Your doctor will review your personal and family medical history, conduct a comprehensive physical examination, and may prescribe one or more of the following tests to diagnose gastritis:

Endoscopy of the Antrum

To examine the stomach lining, an endoscope, a thin tube with a tiny camera, is inserted through your mouth and down into your stomach. The doctor will look for signs of inflammation and can conduct a biopsy, which is a procedure that involves removing a small sample of tissue and sending it to a lab for examination.

Erythematous mucosa in the antrum Endoscopy
Endoscopy step 1
Erythematous mucosa in the antrum Endoscopy
Endoscopy step 2

Blood Tests

Various blood tests can be performed by the doctor, such as testing your red blood cell count to see whether you have anemia, which means you don’t have enough red blood cells. Blood tests can also be used to check for H. pylori infection and pernicious anemia.

Stool Examination

An occult blood test of the feces (stool test). This test looks for blood in your stool, which may indicate that you have gastritis.

Gastritis (Erythematous mucosa in the antrum) Treatment

Several prescription and over-the-counter drugs that suppress stomach acid are available. Reduced stomach acid aids in the healing of inflammation. Your doctor can recommend or prescribe the following medications:

  • Antacids: These neutralize the acidity of the stomach and helps to reduce the pain fast.
  • PPI(proton pump inhibitors): These stops the production of HCl in the stomach. Despite OTC drugs they have certain side effects. So it’s better to use them under the doctor’s supervision and take supplementary calcium and Vit-D to avoid bone weakness.
  • H2 receptor antagonists: These reduce (suppress) stomach acid production.
++++++++++++++++++++
▶ Task instructions
1. In the gastritis text, what does the occult blood test of the feces look for?
2. Which medications does the gastritis text list as ones a doctor can recommend or prescribe?
3. Could you write the next part of the gastritis text, picking up after its last line?

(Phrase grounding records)
++++++++++++++++++++
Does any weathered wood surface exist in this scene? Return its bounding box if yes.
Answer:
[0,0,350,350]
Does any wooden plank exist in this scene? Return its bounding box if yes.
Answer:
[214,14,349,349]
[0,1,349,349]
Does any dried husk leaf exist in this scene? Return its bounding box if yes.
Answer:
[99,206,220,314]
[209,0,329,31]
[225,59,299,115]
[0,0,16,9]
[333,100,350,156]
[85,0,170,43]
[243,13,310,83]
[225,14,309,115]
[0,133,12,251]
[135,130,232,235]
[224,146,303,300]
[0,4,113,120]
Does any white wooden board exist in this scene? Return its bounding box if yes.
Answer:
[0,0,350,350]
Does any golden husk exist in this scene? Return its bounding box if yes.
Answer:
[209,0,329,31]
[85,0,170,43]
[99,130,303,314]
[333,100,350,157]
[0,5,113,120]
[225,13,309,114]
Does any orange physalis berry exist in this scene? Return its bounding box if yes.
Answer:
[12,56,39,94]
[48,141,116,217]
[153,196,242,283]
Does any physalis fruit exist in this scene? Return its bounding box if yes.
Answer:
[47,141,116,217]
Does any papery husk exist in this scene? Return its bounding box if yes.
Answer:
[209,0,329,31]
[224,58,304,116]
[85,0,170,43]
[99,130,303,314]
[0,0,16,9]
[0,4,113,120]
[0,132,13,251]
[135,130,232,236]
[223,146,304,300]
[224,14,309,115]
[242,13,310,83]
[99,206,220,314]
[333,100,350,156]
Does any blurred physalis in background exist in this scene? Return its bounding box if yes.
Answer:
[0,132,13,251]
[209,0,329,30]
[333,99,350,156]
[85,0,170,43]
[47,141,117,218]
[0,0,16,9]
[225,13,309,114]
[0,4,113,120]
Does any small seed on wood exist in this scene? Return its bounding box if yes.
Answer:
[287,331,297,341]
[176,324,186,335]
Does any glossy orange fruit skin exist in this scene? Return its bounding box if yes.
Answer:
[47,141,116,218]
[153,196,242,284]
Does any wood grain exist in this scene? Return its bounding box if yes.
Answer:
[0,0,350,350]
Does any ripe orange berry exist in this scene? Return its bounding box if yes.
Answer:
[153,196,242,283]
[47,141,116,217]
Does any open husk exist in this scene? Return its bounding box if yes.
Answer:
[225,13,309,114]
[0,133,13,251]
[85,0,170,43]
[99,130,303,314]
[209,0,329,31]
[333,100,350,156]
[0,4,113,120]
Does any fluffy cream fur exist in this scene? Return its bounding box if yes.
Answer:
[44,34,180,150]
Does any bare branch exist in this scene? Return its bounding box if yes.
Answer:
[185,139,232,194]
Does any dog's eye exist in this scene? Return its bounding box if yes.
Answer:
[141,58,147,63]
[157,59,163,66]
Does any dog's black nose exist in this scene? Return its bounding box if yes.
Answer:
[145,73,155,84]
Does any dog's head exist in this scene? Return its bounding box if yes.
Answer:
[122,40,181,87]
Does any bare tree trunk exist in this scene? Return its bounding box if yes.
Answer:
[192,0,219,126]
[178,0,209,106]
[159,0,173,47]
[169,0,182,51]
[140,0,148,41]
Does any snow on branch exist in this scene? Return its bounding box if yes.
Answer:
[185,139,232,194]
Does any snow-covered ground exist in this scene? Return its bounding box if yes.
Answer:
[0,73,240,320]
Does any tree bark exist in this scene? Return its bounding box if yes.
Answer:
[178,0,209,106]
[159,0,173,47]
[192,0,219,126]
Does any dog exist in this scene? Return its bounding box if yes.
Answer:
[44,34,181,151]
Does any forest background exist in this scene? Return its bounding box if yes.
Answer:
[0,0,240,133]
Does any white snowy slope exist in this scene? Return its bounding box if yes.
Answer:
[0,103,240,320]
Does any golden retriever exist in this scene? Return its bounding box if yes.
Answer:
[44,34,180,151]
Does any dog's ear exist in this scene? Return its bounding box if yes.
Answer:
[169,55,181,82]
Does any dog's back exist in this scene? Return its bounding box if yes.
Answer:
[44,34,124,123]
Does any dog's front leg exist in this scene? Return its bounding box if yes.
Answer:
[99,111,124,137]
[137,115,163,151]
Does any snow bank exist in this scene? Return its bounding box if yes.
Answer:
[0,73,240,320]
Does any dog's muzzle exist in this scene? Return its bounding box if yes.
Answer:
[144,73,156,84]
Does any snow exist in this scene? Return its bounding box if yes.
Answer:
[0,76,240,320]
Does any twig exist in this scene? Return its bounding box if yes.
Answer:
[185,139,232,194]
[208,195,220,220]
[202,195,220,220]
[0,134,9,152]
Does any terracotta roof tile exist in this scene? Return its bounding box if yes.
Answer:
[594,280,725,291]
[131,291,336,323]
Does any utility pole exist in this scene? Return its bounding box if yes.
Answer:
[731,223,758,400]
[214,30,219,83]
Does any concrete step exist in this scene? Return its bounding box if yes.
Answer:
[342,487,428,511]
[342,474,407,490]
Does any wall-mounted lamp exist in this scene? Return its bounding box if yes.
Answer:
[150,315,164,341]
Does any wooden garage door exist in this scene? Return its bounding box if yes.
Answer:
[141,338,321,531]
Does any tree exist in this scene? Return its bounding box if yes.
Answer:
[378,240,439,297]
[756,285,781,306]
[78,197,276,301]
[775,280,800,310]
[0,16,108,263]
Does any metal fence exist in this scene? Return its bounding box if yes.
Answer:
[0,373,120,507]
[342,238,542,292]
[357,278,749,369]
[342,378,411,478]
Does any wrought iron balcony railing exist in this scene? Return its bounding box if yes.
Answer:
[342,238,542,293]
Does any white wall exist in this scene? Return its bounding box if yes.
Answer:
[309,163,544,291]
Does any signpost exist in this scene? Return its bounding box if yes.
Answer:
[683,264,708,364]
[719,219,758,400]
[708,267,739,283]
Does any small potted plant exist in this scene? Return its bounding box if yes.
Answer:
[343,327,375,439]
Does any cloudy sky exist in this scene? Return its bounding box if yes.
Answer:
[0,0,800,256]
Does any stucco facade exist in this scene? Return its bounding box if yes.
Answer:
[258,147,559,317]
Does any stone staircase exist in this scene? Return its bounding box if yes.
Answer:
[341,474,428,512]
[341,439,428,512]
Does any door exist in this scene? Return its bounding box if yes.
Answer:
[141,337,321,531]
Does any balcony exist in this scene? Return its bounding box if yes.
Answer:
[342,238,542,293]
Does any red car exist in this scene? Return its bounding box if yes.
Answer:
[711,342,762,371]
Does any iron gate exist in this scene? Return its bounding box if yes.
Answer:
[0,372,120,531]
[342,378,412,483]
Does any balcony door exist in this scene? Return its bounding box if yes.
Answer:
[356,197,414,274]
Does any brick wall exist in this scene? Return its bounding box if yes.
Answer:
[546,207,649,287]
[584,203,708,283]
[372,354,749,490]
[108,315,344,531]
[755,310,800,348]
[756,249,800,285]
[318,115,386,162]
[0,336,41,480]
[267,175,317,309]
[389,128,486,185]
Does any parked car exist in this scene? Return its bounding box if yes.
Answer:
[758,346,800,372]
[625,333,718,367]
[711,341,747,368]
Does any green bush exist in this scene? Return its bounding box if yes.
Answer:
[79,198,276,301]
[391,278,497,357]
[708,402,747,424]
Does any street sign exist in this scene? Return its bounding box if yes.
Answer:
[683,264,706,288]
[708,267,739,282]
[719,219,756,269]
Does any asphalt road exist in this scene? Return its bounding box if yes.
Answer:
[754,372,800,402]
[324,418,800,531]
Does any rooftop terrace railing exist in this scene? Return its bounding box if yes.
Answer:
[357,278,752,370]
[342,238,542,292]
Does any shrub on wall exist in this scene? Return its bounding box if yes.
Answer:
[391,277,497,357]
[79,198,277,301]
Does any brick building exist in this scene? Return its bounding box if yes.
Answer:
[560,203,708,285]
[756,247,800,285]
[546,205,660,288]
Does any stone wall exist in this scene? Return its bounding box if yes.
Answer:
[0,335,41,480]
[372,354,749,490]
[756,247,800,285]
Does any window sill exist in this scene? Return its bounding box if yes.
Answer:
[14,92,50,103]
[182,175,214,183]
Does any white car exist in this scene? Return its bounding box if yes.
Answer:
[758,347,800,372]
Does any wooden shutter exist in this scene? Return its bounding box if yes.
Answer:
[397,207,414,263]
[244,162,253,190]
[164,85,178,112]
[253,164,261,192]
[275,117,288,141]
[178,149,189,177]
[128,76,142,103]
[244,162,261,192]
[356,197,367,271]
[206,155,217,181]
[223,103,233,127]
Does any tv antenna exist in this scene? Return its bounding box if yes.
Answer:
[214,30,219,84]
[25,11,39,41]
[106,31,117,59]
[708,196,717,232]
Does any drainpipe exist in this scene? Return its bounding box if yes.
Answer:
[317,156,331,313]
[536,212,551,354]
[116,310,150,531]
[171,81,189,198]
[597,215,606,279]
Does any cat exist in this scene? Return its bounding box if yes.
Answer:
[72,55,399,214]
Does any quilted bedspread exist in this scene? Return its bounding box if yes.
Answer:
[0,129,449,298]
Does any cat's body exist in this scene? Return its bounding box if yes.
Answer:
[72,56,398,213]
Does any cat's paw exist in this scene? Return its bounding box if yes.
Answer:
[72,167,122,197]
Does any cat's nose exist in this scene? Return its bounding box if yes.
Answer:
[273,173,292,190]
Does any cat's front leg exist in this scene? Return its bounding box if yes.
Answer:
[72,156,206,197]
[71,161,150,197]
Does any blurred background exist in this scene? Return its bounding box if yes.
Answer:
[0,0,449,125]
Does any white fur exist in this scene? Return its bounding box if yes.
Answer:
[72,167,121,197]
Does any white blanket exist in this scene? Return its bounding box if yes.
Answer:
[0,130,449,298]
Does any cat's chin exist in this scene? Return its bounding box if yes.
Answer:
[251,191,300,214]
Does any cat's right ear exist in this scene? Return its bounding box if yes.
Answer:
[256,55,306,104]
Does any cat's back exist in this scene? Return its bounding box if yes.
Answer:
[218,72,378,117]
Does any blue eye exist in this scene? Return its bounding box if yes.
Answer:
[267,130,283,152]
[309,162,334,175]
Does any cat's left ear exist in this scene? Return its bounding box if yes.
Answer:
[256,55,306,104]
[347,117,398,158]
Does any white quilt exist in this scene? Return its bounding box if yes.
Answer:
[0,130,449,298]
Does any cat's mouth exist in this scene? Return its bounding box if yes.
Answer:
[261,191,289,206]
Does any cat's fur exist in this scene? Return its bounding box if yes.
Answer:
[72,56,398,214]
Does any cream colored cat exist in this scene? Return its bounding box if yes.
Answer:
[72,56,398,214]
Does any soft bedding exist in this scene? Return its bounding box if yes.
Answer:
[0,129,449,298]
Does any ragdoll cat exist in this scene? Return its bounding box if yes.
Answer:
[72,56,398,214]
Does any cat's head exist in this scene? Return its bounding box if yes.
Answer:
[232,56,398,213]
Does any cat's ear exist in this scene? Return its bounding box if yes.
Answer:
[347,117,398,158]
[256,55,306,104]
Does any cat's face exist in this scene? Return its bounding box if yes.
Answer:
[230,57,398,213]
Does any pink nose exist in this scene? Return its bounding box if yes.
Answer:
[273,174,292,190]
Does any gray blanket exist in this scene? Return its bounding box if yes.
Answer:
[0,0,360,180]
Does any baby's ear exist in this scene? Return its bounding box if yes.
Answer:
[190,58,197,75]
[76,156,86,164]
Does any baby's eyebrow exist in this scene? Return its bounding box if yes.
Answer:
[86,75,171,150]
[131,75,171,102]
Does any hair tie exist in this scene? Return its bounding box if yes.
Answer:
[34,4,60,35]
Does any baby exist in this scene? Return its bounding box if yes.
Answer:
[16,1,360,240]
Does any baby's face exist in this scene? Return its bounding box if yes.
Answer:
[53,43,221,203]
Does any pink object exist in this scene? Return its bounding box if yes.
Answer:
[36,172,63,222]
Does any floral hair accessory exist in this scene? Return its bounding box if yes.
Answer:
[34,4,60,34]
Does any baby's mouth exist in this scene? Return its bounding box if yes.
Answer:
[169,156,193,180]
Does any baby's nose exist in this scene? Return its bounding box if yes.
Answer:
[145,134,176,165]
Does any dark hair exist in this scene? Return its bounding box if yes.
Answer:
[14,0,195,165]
++++++++++++++++++++
▶ Exercise responses
1. It looks for blood in your stool, which may indicate gastritis.

2. Antacids, PPIs (proton pump inhibitors), and H2 receptor antagonists.

3.
Special treatments of gastritis

  • If the NSAID or Aspirin is responsible for the condition then these should be stopped immediately.
  • Helicobacter Pylori would be treated with antibiotics for a 7-14 course.
  • Vit-B deficiency will be treated with Vit-B supplementation.
  • If there are any signs of abnormal cell conditions then it’ll be further investigated to be sure it’s cancer or not.

To stop gastritis being more worsen

  • Avoid alcohol
  • Avoid certain acidic and allergic foods that may cause heartburn and increase HCl acid secretion in the stomach.

The success rate of the treatment

After starting treatment for gastritis, the majority of people recover easily.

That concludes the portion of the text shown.